**** Records ****

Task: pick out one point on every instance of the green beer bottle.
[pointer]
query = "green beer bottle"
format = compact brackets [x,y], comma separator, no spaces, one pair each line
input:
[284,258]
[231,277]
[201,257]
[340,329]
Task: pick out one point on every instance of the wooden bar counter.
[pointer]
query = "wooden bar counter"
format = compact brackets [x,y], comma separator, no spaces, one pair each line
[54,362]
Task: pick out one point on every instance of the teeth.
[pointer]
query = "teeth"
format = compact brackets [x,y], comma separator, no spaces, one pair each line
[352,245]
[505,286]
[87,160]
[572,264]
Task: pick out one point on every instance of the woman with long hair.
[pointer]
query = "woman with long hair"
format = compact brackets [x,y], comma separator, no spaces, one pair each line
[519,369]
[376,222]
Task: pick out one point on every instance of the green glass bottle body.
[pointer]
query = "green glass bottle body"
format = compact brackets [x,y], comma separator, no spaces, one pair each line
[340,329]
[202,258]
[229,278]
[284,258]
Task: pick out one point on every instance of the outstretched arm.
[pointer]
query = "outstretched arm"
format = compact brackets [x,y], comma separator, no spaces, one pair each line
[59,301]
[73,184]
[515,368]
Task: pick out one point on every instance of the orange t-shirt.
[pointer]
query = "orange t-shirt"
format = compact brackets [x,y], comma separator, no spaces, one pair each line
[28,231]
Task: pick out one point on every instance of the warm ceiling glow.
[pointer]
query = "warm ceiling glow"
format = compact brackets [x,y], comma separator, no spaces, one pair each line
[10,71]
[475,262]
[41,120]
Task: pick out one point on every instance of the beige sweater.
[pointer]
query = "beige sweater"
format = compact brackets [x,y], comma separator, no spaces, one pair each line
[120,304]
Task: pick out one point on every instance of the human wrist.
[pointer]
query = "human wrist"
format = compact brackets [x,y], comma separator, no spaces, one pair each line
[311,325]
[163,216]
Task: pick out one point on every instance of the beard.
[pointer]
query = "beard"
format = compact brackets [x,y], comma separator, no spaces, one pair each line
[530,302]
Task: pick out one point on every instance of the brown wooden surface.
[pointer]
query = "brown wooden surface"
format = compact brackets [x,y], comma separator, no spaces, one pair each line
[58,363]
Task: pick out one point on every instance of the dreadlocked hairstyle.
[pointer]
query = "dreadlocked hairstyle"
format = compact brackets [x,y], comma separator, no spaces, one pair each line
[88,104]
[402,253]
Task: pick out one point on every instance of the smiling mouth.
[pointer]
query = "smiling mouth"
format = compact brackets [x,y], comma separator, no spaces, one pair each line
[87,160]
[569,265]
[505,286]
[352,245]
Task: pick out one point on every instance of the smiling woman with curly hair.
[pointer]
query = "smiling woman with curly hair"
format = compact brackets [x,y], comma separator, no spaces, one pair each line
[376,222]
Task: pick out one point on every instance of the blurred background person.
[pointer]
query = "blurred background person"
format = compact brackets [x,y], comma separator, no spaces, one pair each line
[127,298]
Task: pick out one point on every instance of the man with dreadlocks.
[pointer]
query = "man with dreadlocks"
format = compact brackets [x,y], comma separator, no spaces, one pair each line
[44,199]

****

_What to do:_
Set down all of the records shown above once more, exactly.

_Complete output:_
Task: pick out one point on every instance of the green beer bottle.
[pointer]
query = "green beer bottle"
format = compact brackets [x,y], comma separator, no spaces, one pair each line
input:
[284,258]
[231,277]
[201,257]
[340,329]
Task: pick out one point on every instance of the wooden bar counter.
[pointer]
query = "wooden bar counter"
format = compact brackets [x,y], comma separator, no spaces, one pair each line
[54,362]
Task: pick out one point on every instance of the teeth.
[pointer]
query = "teeth"
format = compact brackets [x,y], comma separator, no spaces, one pair each line
[352,245]
[505,286]
[87,160]
[572,264]
Task: pick out one point on every instance of the woman with long hair.
[pointer]
query = "woman with long hair"
format = compact brackets [x,y], comma separator, no spaces, one pair each line
[519,369]
[376,222]
Task: pick out one point on every instance of the green glass bottle body.
[pointer]
query = "green glass bottle body"
format = compact brackets [x,y], comma separator, no spaces, one pair each line
[340,329]
[202,258]
[229,278]
[284,258]
Task: pick out one point on every instance of the outstretched arm.
[pointer]
query = "outstretched arm"
format = compact brackets [x,y], comma separator, no spaces, one pair each line
[59,301]
[73,184]
[515,368]
Task: pick out one point on every instance of the orange t-shirt.
[pointer]
query = "orange t-shirt"
format = compact brackets [x,y], comma separator, no spaces, one pair each line
[28,231]
Task: pick out one point on every instance of the warm ceiling glow.
[pointer]
query = "warm ceiling glow"
format = compact brackets [x,y], comma separator, no spaces, one pair each line
[10,71]
[475,262]
[41,120]
Task: pick out one point on every instance of the beige sweater.
[pointer]
query = "beige sweater"
format = compact brackets [x,y], comma separator, no spaces, one pair each line
[120,304]
Task: pick out one point on every instance of the human wrist.
[pointer]
query = "human wrist"
format = compact brackets [x,y], comma separator, no spaces, one pair each line
[311,325]
[163,216]
Task: pick out one point on every instance of the beard.
[pointer]
query = "beard"
format = compact brackets [x,y], comma separator, no spaces, one pair each line
[530,302]
Task: pick out one point on every instance of the brown wooden surface.
[pointer]
query = "brown wooden surface"
format = compact brackets [x,y], comma separator, no spaces, one pair each line
[58,363]
Task: pick out one point on every instance of the dreadlocked hairstyle.
[pointer]
query = "dreadlocked hairstyle"
format = compact brackets [x,y], comma separator, no spaces, one pair each line
[88,104]
[402,253]
Task: pick out one point on every instance of the smiling mouth.
[pointer]
query = "smiling mouth"
format = compact brackets [x,y], comma separator, no spaces, one pair each line
[87,160]
[569,265]
[505,286]
[352,245]
Task: pick out one point on every instance of the smiling woman with curly hair.
[pointer]
query = "smiling woman with curly hair"
format = compact brackets [x,y], comma separator, no spaces, one pair each line
[376,222]
Task: pick out one point on every instance of the blurred background person.
[pointer]
query = "blurred background person"
format = compact brackets [x,y], comma separator, no spaces, one pair each line
[127,298]
Task: pick out one point on every instance of the man with dreadlocks.
[pointer]
query = "man with dreadlocks"
format = compact brackets [x,y], comma separator, no spaces, one pair each line
[44,199]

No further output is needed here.